This weekend our great nation celebrates its 235th birthday. Hurrah! I am proud to be an American, proud of my country, and proud to defend my country against all its enemies, foreign and domestic. I am a writer. My weapon of choice is, therefore, not one of one of mass destruction, but one of mass persuasion. I promote the use of narratives—stories—to counter the destructive influence of extremism at home and abroad.
This year I have contributed two books to that noble cause, one a co-authored text with Jeffry Halverson and Steven R. Corman, Master Narratives of Islamist Extremism (Palgrave/Macmillan, 2011) based on an interdisciplinary grant project designed to identify and counter extremist narratives in Indonesia, the Middle East, and North Africa. The other is a solo authored effort, Counter-Narrative: How Progressives Can Challenge Extremists and Promote Social Justice (Left Coast Press, 2010).

** Records provided **
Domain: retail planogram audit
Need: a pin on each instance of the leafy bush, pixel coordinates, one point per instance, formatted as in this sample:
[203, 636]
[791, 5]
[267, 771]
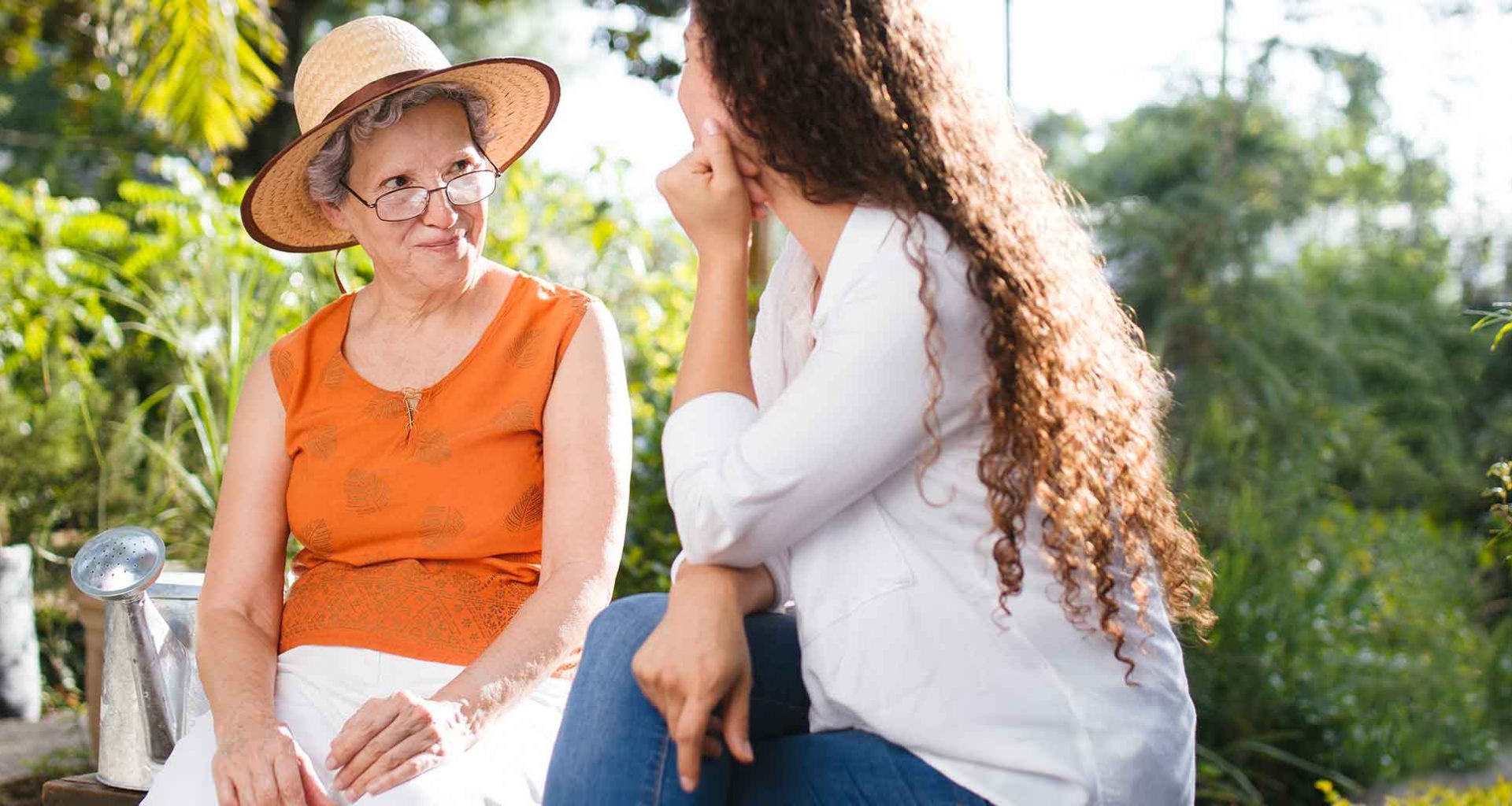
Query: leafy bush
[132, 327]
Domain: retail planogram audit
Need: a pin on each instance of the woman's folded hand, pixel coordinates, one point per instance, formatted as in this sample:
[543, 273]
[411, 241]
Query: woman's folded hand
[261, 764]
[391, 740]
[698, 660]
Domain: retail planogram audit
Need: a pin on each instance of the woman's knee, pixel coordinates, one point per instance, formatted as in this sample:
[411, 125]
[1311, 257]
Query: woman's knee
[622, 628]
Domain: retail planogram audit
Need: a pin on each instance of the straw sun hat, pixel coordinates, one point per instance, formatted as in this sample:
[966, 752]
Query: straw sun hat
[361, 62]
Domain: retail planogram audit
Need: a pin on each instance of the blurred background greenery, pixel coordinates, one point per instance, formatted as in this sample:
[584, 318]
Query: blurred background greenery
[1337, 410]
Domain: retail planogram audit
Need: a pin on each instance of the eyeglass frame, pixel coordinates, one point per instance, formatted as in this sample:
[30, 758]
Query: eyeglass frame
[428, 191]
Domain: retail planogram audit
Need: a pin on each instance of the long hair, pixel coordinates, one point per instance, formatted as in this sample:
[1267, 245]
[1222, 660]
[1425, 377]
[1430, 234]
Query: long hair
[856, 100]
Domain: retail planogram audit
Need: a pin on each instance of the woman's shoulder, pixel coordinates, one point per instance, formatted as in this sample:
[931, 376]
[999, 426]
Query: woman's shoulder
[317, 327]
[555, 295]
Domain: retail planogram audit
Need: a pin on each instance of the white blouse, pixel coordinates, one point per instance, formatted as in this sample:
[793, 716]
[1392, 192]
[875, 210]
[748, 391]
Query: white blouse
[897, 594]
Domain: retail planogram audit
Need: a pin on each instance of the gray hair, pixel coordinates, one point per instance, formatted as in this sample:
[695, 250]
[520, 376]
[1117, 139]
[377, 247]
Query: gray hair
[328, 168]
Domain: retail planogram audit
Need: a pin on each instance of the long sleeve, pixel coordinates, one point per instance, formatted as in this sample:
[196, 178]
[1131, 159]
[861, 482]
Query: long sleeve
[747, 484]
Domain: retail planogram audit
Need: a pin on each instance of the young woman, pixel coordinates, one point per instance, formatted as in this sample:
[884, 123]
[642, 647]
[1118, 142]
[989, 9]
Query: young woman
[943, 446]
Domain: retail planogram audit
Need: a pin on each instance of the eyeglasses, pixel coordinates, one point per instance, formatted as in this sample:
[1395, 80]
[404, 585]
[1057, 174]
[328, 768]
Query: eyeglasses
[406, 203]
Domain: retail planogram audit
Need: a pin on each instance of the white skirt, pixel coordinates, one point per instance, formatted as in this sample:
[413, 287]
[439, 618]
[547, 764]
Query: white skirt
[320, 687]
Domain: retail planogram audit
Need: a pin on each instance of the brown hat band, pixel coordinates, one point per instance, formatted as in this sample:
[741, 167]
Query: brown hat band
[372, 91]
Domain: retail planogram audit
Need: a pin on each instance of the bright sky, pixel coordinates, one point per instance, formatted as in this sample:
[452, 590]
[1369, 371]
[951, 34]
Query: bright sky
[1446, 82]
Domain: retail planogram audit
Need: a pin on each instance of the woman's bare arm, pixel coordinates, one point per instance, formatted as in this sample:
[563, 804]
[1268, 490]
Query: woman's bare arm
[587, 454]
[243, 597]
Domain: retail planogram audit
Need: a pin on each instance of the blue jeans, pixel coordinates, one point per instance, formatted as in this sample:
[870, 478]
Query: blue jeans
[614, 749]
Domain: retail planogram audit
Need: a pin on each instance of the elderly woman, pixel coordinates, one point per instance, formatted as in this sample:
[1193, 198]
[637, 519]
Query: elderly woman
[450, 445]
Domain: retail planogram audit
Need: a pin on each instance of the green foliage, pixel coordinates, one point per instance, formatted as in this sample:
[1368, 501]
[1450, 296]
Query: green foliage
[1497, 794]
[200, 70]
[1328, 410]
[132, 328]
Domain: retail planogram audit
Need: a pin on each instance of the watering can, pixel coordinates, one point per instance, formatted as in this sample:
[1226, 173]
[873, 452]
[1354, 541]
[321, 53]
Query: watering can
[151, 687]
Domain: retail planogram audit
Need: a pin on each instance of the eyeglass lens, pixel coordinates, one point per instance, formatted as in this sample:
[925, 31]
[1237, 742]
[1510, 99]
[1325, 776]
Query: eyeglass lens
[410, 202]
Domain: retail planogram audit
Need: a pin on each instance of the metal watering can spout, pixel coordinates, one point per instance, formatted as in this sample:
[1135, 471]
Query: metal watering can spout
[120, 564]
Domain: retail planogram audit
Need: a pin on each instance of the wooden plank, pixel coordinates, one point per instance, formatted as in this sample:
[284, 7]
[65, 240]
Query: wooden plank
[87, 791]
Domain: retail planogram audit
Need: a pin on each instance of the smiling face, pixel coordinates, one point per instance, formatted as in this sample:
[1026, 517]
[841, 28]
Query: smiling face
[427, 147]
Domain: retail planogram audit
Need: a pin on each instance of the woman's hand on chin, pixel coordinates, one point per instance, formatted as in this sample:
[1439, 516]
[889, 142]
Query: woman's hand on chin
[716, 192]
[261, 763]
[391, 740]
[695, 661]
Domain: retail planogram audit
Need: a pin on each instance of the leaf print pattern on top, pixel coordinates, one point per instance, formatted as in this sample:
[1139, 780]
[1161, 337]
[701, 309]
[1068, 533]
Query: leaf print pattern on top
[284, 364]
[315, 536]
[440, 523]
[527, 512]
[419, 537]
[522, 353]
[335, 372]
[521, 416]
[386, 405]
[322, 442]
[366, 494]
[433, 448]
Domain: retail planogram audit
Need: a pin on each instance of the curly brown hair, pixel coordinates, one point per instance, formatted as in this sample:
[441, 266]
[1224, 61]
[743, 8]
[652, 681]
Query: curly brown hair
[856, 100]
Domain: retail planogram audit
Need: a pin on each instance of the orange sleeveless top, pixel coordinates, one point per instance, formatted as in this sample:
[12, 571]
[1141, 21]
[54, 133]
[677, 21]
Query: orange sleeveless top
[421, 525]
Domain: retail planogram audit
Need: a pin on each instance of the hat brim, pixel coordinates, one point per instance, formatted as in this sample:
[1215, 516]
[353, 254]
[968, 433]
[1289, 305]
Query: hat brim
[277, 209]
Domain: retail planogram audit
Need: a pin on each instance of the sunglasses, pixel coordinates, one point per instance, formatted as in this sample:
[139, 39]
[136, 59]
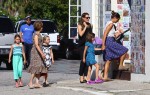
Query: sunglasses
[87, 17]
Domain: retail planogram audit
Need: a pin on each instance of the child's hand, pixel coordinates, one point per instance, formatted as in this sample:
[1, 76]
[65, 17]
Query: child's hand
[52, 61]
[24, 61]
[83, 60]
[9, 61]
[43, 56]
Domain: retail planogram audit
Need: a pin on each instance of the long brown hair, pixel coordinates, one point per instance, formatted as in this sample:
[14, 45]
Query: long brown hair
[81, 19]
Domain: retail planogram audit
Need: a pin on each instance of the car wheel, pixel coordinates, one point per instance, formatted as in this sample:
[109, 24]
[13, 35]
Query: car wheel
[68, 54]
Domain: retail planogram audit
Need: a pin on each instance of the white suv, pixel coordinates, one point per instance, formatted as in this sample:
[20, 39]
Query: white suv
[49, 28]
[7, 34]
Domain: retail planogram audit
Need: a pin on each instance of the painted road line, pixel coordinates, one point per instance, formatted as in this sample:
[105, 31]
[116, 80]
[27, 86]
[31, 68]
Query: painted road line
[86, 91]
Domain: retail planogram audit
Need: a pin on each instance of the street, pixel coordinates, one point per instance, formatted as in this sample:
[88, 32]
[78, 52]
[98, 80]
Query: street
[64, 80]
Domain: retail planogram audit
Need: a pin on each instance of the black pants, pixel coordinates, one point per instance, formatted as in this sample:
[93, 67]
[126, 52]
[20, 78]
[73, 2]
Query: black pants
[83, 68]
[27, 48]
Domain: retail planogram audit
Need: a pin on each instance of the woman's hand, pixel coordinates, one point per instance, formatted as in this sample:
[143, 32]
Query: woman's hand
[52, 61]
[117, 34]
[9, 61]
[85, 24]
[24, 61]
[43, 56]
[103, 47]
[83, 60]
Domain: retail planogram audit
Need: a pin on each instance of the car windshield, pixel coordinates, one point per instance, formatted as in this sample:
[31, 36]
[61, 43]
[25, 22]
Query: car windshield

** Problem requirements **
Continue the Independence Day essay on using stories to counter extremism, starting right after its last sentence.

** Your response **
Chances are good that these two books will be my last books. Earlier this summer I learned that I have stage four pancreatic cancer. For those of you familiar with this disease, you know that even with aggressive chemo treatment, I am probably celebrating my last 4th of July weekend. I’d like to think I will beat the odds and live longer, and I am certainly working toward that goal, but I am a realist and those are the facts. (To read about my journey into Cancerland, please see my blog).
So it is that I have come to that part of life where it seems entirely appropriate to sum up things. As we celebrate our independence – together with our freedom, justice, and democratic way of life – I want to take stock of those ideas. I want to think about them in relation to the way we live now. Which is to say I want to tell a story about America that is both personal and political, one that questions how well we have lived up to those founding ideals and that is immodest enough to suggest that we still have a lot of hard work to do if we are to truly realize them.
As a white, male, middle-class American citizen, I grew up in the 1950s and early 1960s without giving much thought to the ideas of freedom or justice. I was, to use today’s preferred term, “privileged” by virtue of my race, class, and gender not to have to give much thought to what I could take for granted. I, like so many other white, middle-class American males of that era, just “assumed” it.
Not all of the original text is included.